**SELECTION**
↓↓↓
Retrieve the filename of the first fmri image for sub-078:
sub-078_task-russian_run-01_bold.nii.gz


#### get all phasediff JSON file relative paths

In [328]:
# Return all phasediff JSON files
print("Return all phasediff JSON files as relative paths:")
print("")

# Here's where the work happens
pd_json_files=layout.get(target='subject', suffix='phasediff', extension='json')

# To print the relative path, you need a for-loop that gets each item in the list
# for pd_json_file in pd_json_files:
#    print(pd_json_file.relpath)
    
[print(pd_json_file.relpath) for pd_json_file in pd_json_files ]    

print("")    
print("==================================")
# These items can also be extracted by their indices:
print("extract the 2nd indexed file:")
pdj=pd_json_files[1]
print(pdj)

print("")
print("==================================")
print(f"pd_json_file is of type:\n {type(pd_json_files)}")
print(f"first pd_json_file is of type:\n {type(pdj)}")
↑↑↑
**REQUEST A**
Using the notebook code, decide whether each statement agrees with it: (i) the first fMRI image for sub-078 comes from run 01; (ii) the phasediff files are retrieved with the extension nii.gz; (iii) the second indexed file is taken from the list at index 1. For each, answer yes or no and quote the deciding words.
The notebook code above and the rows that come next are unrelated material.

**RECORDED INFORMATION**
↓↓↓
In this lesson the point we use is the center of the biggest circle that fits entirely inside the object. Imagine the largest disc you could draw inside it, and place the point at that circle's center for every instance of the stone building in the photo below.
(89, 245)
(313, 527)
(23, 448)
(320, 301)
↑↑↑
**REQUEST B**
Duplicate every row in Block 1, line for line and without any change.

**EXPECTED OUTPUT A**
(i) Yes: "sub-078_task-russian_run-01_bold.nii.gz"
(ii) No: "extension='json'"
(iii) Yes: "pdj=pd_json_files[1]"

**EXPECTED OUTPUT B**
In this lesson the point we use is the center of the biggest circle that fits entirely inside the object. Imagine the largest disc you could draw inside it, and place the point at that circle's center for every instance of the stone building in the photo below.
(89, 245)
(313, 527)
(23, 448)
(320, 301)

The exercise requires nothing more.